Collect every line in the records that contains the string "child". Matching is case-sensitive.

→ INPUT DATA:
··········

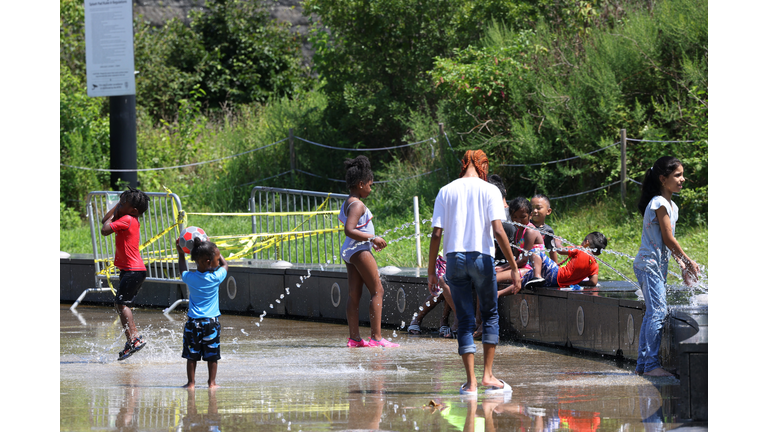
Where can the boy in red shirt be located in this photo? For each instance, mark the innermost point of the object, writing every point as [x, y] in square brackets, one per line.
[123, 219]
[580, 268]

··········

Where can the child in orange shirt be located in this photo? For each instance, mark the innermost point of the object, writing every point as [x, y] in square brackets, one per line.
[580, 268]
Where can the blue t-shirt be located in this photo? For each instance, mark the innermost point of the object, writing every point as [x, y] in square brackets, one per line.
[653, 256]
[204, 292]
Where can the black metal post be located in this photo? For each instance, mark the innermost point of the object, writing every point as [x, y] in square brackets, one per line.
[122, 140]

··········

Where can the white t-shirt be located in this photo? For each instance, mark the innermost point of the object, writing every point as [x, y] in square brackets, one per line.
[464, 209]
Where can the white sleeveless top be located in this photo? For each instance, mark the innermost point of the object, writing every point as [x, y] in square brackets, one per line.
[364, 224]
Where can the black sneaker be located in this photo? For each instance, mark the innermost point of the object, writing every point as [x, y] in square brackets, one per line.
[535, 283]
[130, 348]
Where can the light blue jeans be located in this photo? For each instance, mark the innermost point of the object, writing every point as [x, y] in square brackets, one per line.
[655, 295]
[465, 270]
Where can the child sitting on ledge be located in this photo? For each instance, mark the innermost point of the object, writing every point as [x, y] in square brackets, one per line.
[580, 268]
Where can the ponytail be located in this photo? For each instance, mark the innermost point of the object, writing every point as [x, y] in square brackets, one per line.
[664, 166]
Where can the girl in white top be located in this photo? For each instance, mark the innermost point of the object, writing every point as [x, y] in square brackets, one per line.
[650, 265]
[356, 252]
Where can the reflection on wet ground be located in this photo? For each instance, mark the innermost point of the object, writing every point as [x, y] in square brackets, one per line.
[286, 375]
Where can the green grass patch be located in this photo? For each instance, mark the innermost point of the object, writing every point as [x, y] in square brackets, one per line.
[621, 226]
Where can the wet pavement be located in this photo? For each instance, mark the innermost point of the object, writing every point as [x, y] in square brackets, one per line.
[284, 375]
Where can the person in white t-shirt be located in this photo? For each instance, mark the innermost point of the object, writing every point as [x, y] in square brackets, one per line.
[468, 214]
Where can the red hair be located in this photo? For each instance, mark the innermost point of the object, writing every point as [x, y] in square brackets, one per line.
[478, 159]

··········

→ ANSWER FOR THIS EXERCISE:
Where can the child in orange shirt be located in this photo? For each instance, mark the innermost point of the object, writing every point as [x, y] in square brackets, one per line.
Where can the child sitting on ledge be located in this photo? For each instance, mark the innermost point of the object, writing every point as [x, y] in square brackets, one per line.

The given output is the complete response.